> [TESTO FORNITO]
======
Complesso, tuttavia, perché esposto su diversi piani disciplinari, argomentato con più registri tematici tra di essi intrecciati e spesso innestati. Può valere, difatti, per questo libro sulle periferie ciò che l'Autore osserva riguardo al magistero che sulle periferie stesse sta offrendo al mondo papa Francesco: «Storia, esperienze, riflessione teologica, preoccupazioni per il futuro s'incrociano nella visione maturata dal papa argentino».
In questa prospettiva plurale, il magistero del papa sulle periferie è non esclusivamente l'oggetto della ricerca di Riccardi, ma piuttosto e più precisamente l'abbrivo di essa. Non è un caso che tale magistero venga citato esplicitamente proprio all'inizio del volume, essendo attinto peraltro dall'intervento di Jorge Mario Bergoglio nelle riunioni dei cardinali prima del conclave, nel marzo 2013: «La Chiesa è chiamata ad uscire da se stessa e andare nelle periferie, non solo geografiche, ma anche [... ] esistenziali: dove alberga il mistero del peccato, il dolore, l'ingiustizia, l'ignoranza, dove c'è il disprezzo dei religiosi, del pensiero e dove vi sono tutte le miserie». Riccardi chiosa: per Bergoglio «la Chiesa deve uscire dal suo mondo, da una visione autocentrata della sua vita e del suo impegno». Così interpretato e parafrasato, il magistero del papa sulle periferie viene subito presentato non quale mero apriori sociologico, come qualcuno ha scritto polemicamente, bensì come l'eco dell'insegnamento conciliare sulla Chiesa-sacramento (è la lezione di "Lumen gentium"), cioè della Chiesa intesa come "segnale" che rinvia a Qualcun Altro, si smarca da se stessa, si decentra per riorientarsi verso il suo Signore e per orientare al suo Signore il mondo intero, da cui non vuole più fuggire (è la lezione di "Gaudium et spes"): essa, infatti, è invitata ormai a uscire verso il mondo e, semmai, come sottolinea Riccardi, a uscire dal «suo» mondo.
======
> [INSIEME DI DATI]
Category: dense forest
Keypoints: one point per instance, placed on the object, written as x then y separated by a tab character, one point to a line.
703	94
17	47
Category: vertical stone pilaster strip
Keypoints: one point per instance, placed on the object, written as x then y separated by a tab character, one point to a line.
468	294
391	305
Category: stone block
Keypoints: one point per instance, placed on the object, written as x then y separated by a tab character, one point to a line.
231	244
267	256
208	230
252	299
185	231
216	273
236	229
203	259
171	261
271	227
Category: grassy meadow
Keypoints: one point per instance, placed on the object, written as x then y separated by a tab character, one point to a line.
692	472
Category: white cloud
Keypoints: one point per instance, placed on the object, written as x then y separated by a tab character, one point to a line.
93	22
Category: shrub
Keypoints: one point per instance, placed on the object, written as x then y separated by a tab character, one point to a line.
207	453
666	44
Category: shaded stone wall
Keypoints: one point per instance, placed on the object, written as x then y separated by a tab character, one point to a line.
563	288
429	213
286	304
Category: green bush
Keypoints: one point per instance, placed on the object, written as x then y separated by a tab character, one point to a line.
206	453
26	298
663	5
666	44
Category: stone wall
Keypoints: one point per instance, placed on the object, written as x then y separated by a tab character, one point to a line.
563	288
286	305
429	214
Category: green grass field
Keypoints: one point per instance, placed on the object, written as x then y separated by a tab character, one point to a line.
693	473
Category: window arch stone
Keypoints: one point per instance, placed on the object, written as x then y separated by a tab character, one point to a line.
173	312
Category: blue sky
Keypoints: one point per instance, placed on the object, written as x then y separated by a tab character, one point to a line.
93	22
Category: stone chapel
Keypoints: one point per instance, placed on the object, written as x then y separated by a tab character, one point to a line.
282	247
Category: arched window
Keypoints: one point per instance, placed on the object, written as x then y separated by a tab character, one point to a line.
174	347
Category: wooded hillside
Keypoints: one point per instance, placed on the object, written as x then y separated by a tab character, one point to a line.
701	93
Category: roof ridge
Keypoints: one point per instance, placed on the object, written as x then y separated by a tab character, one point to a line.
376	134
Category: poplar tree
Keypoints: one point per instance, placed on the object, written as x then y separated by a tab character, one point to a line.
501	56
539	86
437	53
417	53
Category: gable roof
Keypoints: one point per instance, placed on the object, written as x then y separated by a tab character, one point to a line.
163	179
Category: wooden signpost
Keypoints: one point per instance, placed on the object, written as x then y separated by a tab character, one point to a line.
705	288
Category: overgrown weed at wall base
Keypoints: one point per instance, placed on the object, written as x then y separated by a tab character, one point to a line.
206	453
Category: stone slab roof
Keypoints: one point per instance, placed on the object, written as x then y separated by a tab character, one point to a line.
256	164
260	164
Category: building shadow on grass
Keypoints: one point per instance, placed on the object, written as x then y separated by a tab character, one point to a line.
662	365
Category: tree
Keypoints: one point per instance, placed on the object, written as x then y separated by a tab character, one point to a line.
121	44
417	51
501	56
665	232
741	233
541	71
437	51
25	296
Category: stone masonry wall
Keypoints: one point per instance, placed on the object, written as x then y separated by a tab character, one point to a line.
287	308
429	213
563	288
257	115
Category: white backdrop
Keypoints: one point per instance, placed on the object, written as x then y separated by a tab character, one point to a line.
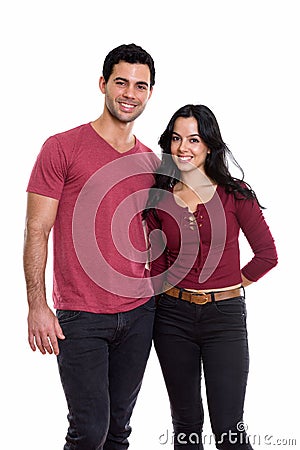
240	58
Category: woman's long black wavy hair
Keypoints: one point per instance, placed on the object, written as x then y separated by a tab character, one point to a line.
216	163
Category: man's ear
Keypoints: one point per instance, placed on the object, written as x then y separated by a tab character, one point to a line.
102	85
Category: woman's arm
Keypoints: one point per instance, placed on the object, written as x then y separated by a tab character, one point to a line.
257	232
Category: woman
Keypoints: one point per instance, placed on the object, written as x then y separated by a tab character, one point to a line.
194	214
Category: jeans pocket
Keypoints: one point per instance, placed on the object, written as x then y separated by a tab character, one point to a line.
232	307
65	316
167	301
150	305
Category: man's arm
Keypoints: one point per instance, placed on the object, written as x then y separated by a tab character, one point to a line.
43	326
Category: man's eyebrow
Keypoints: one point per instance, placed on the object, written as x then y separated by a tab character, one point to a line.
126	80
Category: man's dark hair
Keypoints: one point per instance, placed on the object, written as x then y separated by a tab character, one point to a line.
132	54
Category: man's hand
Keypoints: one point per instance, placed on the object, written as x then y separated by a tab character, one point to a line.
44	330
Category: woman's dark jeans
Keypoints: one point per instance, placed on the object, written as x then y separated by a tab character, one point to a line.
189	337
101	364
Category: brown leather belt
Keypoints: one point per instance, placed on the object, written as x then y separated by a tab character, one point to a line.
201	298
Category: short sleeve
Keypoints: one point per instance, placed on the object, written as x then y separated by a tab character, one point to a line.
49	171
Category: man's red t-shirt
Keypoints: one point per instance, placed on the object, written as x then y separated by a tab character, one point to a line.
99	245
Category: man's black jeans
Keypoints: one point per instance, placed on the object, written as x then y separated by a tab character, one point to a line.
188	337
101	364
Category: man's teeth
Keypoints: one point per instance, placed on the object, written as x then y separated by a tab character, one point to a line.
126	105
185	158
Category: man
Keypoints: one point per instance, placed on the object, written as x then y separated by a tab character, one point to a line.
102	329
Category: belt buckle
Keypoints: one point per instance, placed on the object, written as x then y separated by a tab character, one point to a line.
202	294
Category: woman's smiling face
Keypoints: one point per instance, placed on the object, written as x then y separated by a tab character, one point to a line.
187	148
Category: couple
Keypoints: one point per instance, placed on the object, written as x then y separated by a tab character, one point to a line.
111	202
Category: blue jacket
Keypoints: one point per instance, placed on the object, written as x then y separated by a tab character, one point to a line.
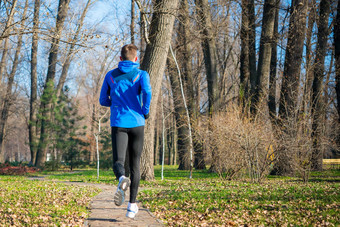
127	91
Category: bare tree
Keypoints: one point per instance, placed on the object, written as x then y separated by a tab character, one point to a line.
273	66
293	59
209	50
180	116
244	56
265	57
154	61
337	61
318	102
8	100
46	102
32	128
71	50
7	29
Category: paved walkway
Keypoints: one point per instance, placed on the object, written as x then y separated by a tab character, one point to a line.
105	213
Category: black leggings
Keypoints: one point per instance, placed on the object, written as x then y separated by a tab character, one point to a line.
131	140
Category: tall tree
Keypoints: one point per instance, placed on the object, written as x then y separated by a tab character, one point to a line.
244	55
318	102
32	128
293	59
209	50
305	108
273	66
154	61
337	60
132	24
252	54
46	100
186	50
71	50
337	64
8	99
265	57
5	32
180	116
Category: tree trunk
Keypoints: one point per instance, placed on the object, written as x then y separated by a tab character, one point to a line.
132	25
182	127
32	127
71	51
8	100
318	102
337	61
273	64
46	99
7	29
305	108
244	56
186	64
210	52
293	59
154	63
265	58
252	55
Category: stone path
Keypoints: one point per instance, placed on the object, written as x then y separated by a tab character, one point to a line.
105	213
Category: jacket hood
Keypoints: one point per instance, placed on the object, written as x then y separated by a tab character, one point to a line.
127	66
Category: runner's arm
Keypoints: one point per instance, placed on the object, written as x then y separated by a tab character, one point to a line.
147	92
104	98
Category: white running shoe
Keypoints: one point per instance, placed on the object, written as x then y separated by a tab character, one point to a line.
132	210
123	185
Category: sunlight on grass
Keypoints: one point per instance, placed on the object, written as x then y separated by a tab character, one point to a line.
26	202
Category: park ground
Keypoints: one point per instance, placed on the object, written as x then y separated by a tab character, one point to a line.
204	200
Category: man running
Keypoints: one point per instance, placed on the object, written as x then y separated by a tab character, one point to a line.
127	91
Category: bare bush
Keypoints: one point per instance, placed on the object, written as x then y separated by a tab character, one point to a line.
238	143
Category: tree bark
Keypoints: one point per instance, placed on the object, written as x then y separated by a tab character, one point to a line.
182	127
46	100
8	100
71	51
337	61
132	24
252	55
244	56
32	127
6	31
265	58
293	59
186	50
305	108
273	67
318	102
210	52
154	61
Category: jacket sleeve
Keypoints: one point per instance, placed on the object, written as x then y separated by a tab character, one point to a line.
146	91
104	98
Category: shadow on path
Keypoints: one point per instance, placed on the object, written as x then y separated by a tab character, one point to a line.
104	212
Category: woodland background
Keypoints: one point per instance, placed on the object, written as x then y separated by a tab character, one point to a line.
238	86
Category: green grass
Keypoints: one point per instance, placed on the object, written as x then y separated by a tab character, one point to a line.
25	202
208	200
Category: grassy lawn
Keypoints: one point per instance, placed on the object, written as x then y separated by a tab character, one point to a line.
25	202
206	200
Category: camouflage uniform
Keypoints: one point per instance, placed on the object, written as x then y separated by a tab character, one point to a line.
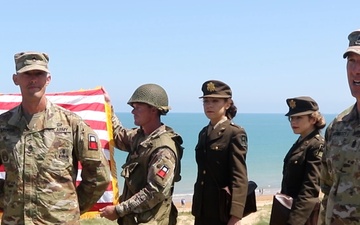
340	171
41	163
151	168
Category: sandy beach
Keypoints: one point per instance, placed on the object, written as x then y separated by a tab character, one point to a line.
263	203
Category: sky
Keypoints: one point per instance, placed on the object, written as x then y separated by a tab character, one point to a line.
266	51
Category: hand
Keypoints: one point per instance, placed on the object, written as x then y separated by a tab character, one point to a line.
234	221
109	212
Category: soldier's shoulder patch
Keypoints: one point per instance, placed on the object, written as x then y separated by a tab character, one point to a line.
93	142
163	171
243	140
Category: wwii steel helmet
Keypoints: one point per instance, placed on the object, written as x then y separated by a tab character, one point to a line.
153	95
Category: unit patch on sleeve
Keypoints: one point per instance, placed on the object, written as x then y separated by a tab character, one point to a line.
163	171
93	143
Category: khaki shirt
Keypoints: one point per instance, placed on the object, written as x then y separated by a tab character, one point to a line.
41	164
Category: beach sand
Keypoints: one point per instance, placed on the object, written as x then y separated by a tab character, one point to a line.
263	203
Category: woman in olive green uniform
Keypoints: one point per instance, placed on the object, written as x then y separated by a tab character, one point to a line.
301	171
220	156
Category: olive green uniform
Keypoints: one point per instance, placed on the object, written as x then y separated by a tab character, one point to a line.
151	168
41	164
220	156
301	176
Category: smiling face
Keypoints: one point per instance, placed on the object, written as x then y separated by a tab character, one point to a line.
215	108
353	74
302	125
32	83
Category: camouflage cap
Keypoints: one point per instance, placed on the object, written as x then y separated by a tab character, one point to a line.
26	61
301	106
354	43
215	89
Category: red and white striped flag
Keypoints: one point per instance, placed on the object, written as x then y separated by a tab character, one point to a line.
91	106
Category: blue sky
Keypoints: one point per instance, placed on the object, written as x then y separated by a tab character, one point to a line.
266	51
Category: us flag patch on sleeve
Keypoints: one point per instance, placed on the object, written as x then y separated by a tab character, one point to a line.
163	171
93	143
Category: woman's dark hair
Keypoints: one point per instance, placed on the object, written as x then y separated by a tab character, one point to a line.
231	111
320	120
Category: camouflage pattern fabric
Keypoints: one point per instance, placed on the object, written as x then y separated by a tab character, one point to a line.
41	159
340	170
150	171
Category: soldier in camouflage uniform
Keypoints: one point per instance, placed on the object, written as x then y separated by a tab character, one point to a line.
152	165
340	172
40	146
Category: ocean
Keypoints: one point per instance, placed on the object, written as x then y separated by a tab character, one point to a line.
269	139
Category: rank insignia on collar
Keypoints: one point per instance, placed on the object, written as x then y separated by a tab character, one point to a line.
292	103
93	143
163	171
210	86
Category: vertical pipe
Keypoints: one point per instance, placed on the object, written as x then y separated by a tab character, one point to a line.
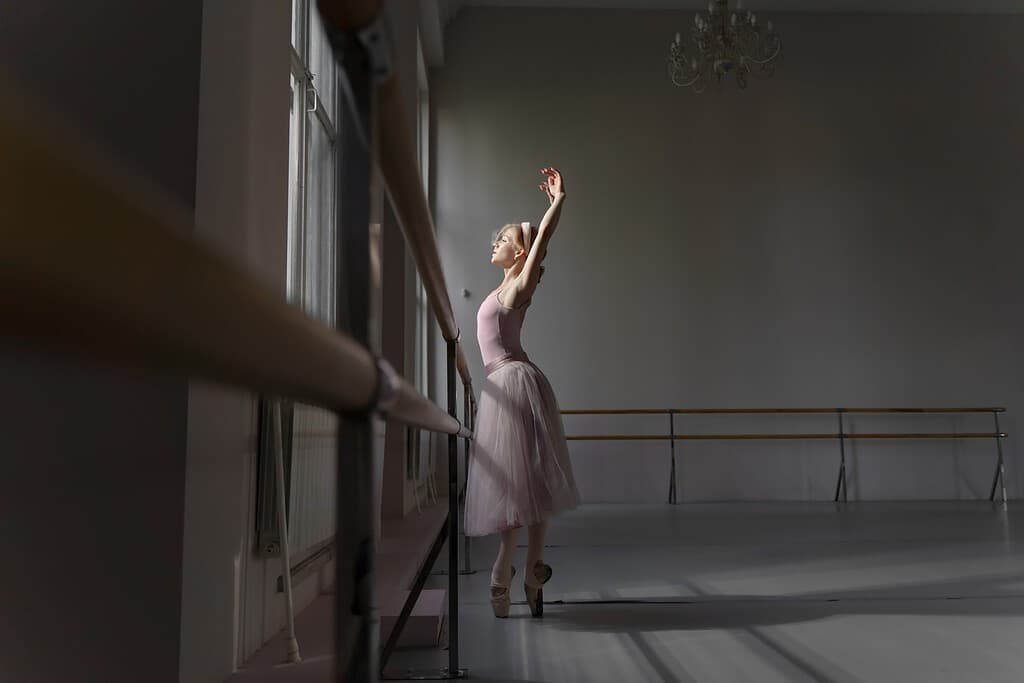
355	615
672	474
841	481
292	644
1000	473
453	669
467	391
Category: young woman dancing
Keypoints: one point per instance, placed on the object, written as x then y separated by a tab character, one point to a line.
520	473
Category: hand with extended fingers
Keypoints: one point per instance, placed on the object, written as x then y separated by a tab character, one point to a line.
553	186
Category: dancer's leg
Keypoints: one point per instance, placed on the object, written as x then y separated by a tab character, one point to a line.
501	572
535	551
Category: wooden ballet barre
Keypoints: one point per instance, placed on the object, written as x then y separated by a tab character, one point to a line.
778	411
842	436
108	269
697	437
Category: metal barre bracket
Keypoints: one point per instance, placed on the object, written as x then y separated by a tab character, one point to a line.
375	41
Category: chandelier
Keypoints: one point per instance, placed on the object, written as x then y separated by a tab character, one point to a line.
723	41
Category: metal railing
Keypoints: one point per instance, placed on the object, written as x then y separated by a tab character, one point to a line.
841	435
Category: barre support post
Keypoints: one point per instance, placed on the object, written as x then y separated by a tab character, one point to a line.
1000	473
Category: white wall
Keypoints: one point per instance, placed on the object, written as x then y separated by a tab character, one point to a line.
845	233
92	494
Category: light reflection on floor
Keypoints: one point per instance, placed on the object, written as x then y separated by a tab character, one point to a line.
750	592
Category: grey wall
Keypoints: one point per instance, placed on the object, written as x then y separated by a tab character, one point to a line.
845	233
93	494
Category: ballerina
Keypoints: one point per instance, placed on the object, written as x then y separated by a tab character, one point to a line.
520	473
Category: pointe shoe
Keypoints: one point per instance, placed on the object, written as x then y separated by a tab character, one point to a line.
535	595
500	598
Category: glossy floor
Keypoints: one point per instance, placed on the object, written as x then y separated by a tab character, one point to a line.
758	592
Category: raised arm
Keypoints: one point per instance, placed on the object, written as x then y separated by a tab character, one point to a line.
555	189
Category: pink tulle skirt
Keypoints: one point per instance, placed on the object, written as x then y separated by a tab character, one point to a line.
519	472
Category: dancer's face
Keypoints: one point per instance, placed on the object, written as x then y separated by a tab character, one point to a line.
504	250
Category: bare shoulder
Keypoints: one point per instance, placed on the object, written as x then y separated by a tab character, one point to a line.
518	294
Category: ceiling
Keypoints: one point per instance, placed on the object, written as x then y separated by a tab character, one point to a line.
867	6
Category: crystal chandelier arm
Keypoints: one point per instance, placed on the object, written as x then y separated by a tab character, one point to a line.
775	53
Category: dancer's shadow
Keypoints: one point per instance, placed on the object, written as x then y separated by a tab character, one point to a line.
991	596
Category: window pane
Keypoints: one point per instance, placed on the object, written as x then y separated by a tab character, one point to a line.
323	66
294	161
297	25
320	227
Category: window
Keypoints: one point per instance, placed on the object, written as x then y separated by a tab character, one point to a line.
312	265
419	461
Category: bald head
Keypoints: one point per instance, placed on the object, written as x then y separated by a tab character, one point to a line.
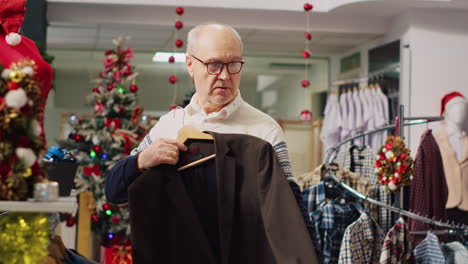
205	32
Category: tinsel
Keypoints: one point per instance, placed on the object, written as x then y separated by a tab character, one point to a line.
23	238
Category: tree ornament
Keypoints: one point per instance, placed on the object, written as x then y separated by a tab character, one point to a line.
133	88
306	116
179	24
308	7
306	54
180	11
173	79
179	43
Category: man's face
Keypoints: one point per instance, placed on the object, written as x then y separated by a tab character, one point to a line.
215	45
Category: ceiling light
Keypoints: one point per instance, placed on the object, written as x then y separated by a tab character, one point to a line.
164	56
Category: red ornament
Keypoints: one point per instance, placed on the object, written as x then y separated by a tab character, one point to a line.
179	24
306	115
306	54
13	85
97	148
179	43
133	88
180	10
308	7
173	79
95	218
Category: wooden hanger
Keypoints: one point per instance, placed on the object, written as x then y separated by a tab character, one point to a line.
190	132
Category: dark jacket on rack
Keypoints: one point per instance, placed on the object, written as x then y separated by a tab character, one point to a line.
258	219
428	191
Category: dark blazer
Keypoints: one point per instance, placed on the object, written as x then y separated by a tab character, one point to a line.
259	220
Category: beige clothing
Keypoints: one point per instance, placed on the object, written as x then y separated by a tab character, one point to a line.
456	172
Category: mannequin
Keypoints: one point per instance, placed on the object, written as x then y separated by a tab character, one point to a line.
452	139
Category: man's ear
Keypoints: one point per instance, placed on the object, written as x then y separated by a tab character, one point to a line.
======
> [CONSEGNA]
Traduci in inglese questa frase del testo sul libro di Riccardi: “Riccardi chiosa: per Bergoglio «la Chiesa deve uscire dal suo mondo, da una visione autocentrata della sua vita e del suo impegno».”

> [RISULTATO RICHIESTO]
Riccardi comments: for Bergoglio, "the Church must go out of its own world, out of a self-centered vision of its life and its commitment."